[Dataset entries]
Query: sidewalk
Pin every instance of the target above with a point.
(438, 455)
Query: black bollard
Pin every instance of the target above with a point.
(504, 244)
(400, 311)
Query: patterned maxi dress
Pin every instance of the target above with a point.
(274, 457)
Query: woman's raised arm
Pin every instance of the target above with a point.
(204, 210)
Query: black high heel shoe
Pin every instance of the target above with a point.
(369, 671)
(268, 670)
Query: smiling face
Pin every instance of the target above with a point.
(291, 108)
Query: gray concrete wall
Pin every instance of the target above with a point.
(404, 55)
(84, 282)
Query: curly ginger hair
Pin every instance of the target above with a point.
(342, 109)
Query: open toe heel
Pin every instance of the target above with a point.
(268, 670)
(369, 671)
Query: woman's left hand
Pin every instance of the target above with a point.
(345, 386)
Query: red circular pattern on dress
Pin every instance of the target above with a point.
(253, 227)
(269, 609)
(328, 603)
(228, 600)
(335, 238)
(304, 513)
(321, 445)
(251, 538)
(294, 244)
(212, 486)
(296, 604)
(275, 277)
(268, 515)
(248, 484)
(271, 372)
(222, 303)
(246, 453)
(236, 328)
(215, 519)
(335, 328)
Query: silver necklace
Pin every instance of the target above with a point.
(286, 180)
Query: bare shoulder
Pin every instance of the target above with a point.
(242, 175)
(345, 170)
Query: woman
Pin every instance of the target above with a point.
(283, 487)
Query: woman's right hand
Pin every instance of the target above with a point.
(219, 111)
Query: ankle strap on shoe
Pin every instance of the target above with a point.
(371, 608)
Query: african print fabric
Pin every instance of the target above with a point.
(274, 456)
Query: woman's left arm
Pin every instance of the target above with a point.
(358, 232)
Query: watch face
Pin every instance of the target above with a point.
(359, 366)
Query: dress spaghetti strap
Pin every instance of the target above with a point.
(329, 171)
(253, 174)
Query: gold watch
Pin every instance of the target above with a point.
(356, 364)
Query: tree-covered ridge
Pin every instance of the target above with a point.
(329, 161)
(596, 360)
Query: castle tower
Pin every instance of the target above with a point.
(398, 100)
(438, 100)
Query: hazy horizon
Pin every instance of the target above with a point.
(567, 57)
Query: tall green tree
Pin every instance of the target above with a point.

- [BRIEF]
The expected output is the run of lines from the one holding "Query: bare shoulder" to the last line of the entries above, each reproduced character for character.

- [TASK OUTPUT]
Query: bare shoulder
Pin every instance of the target above with a point.
(242, 175)
(345, 170)
Query: woman
Pin every instance of the target above with a point.
(283, 487)
Query: woman's right hand
Pin every instance of the target above with a point.
(219, 111)
Query: ankle strap on shoe
Pin every instance of the target above with a point.
(371, 608)
Query: african print fabric
Pin every instance of the target above with a point.
(274, 456)
Query: woman's left arm
Pin every instance of the target above with a point.
(358, 232)
Query: watch face
Pin every instance of the target above with a point.
(359, 366)
Query: dress spaghetti strap
Pin every instance of the target above with a point.
(329, 171)
(253, 174)
Query: gold watch
Pin every instance of the target above with a point.
(356, 364)
Query: tree-covered ridge
Pin every instance of the target above with a point.
(329, 161)
(596, 360)
Query: castle tower
Pin every instance of the target above with a point.
(398, 100)
(438, 100)
Query: hazy horizon
Pin every instance of the target above with a point.
(567, 57)
Query: tall green tree
Pin every instance of the target above with a point.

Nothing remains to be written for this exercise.